• **TEXTO DE LEITURA**:
Em campanha aberta pela reeleição, Trump disse que espera ter a vacina à disposição “muito, muito antes do final do ano, bem à frente do planejado”. O tempo dirá se ele tem razão e se a pressa o ajudará a obter os votos necessários para permanecer na Casa Branca.
Enquanto isso, o mundo espera por uma definição. O calendário eleitoral norte-americano terminou por coincidir com momentos decisivos do combate à pandemia. Tanto que Trump, em gesto mais ousado do que de costume, chegou a propor o adiamento das eleições. O comportamento errático do presidente já motivou a imprensa dos Estados Unidos a questionar seriamente se Trump viria a aceitar uma derrota nas urnas.
O resultado será conhecido em três meses. E a decisão dos eleitores norte-americanos tem tudo para se transformar em um dos principais fatores na construção da ordem global pós-pandemia. Para consumo doméstico, a escolha do novo presidente será importante para proteger a saúde da população e lhe abrir a perspectiva de novos empregos. Para os outros 7,5 bilhões de habitantes do planeta, há muito mais em jogo.
Trump adotou uma espécie de super-nacionalismo na Casa Branca. Fez do Make America Great Again o seu mantra, renegociou acordos comerciais, entrou em conflito com parceiros europeus como a Alemanha e, mais do que tudo, adotou uma dura política de contenção da China. Uma política que chega ao detalhe de proibir o funcionamento nos Estados Unidos de uma empresa chinesa como a Tik Tok, de compartilhamento de vídeos.
Caso o presidente vença as eleições, ele deve dobrar a aposta. Tanto que países como o Brasil ainda aguardam o resultado do pleito antes de tomar decisões importantes, como a permissão para que a também chinesa Huawei venha a participar da implantação da rede de quinta geração de telefonia celular – fundamental para toda a economia digital em expansão.

• **ITENS EXTRAÍDOS**:
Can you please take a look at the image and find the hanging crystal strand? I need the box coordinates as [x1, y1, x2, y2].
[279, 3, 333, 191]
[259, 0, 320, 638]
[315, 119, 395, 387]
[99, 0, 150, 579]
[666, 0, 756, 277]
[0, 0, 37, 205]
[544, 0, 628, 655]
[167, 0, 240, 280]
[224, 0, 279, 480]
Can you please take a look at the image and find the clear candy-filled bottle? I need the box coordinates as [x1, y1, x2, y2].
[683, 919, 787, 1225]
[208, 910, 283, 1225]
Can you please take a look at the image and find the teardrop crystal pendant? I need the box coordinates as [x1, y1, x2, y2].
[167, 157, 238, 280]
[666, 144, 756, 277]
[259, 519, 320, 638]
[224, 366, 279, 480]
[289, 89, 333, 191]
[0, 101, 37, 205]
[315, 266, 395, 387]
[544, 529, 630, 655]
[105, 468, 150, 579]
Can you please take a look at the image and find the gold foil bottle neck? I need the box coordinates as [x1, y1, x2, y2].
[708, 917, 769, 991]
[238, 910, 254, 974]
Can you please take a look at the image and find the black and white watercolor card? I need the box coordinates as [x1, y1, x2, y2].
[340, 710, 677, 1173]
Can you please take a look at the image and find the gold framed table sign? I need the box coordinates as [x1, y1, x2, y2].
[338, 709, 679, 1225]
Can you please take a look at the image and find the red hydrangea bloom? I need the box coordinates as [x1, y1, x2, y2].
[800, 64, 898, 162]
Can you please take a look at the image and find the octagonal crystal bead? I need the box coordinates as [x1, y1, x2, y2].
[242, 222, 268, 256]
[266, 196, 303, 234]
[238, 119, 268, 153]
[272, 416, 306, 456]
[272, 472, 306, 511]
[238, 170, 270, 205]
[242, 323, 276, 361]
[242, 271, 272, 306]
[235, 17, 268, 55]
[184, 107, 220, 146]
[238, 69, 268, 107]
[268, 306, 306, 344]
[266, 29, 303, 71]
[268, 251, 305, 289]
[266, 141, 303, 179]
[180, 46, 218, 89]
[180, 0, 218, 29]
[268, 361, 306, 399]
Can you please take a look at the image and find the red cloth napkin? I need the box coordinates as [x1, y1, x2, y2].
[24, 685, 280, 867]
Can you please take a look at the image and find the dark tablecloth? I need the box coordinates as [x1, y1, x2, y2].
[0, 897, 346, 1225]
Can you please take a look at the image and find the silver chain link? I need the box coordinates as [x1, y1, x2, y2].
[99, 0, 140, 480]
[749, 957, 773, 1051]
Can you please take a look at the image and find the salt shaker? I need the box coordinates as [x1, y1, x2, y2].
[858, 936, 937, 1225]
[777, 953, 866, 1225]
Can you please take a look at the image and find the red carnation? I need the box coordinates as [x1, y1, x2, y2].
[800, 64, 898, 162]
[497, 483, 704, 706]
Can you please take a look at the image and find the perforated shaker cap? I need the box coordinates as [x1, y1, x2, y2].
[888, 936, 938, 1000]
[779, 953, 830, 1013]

• **TAREFAS A REALIZAR**:
A) No texto sobre a eleição presidencial dos Estados Unidos, qual país é citado como exemplo dos que aguardam o resultado do pleito antes de decidir sobre a participação da Huawei na rede 5G?
B) Retome o texto sobre a eleição presidencial dos Estados Unidos a partir do ponto em que ele termina.
Os itens não são necessários para as tarefas.

• **RESPOSTAS POR TAREFA**:
A) O Brasil.

B)
Se os eleitores americanos optarem pelo democrata Joe Biden, como até o momento sugerem as pesquisas, a postura internacional dos Estados Unidos deve mudar. De uma maneira ou de outra, a política de contenção da China deve continuar. Mas certamente haverá mais espaço para a cooperação – com os próprios chineses, em áreas determinadas, e com outros países.
Em recente artigo para o londrino Financial Times, o editor Martin Wolf alerta que, enquanto os Estados Unidos se retraem, o mundo “desmorona”. Na sua opinião, o país sucumbiu a divisões internas que levaram a um “nacionalismo destrutivo”. E Trump seria o protagonista da rejeição pelos Estados Unidos de seu “papel histórico como modelo de democracia liberal e líder de uma aliança de países com posições semelhantes”.
A China, prossegue o artigo, não fica atrás. Com Xi Jinping cada vez mais fortalecido, seu país tem respondido de forma agressiva a denúncias de violações de direitos humanos tanto em Hong Kong, por meio da adoção de uma nova Lei de Segurança Nacional, como no tratamento da minoria Uighur no noroeste chinês.
“De um lado temos uma superpotência nascente despótica, embora com fragilidades, e, de outro, a atual superpotência que perdeu seu caminho”, compara Wolf.
Quem vier a ocupar o Salão Oval a partir de janeiro terá pela frente um mundo em pedaços. Se tudo correr bem, as primeiras doses das vacinas contra a Covid 19 estarão sendo aplicadas, embora com preferência para as populações mais ricas do planeta. Ao mesmo tempo, os governos estarão em busca de fórmulas para reduzir o desemprego causado pela pandemia.
O mundo precisará de liderança. Mas não para fazer mais do mesmo. Até agora tem prevalecido uma intensa disputa por poder e influência. A rivalidade entre as principais potências não desaparecerá como por encanto. Um pouco de sabedoria, porém, poderá fazer uma grande diferença.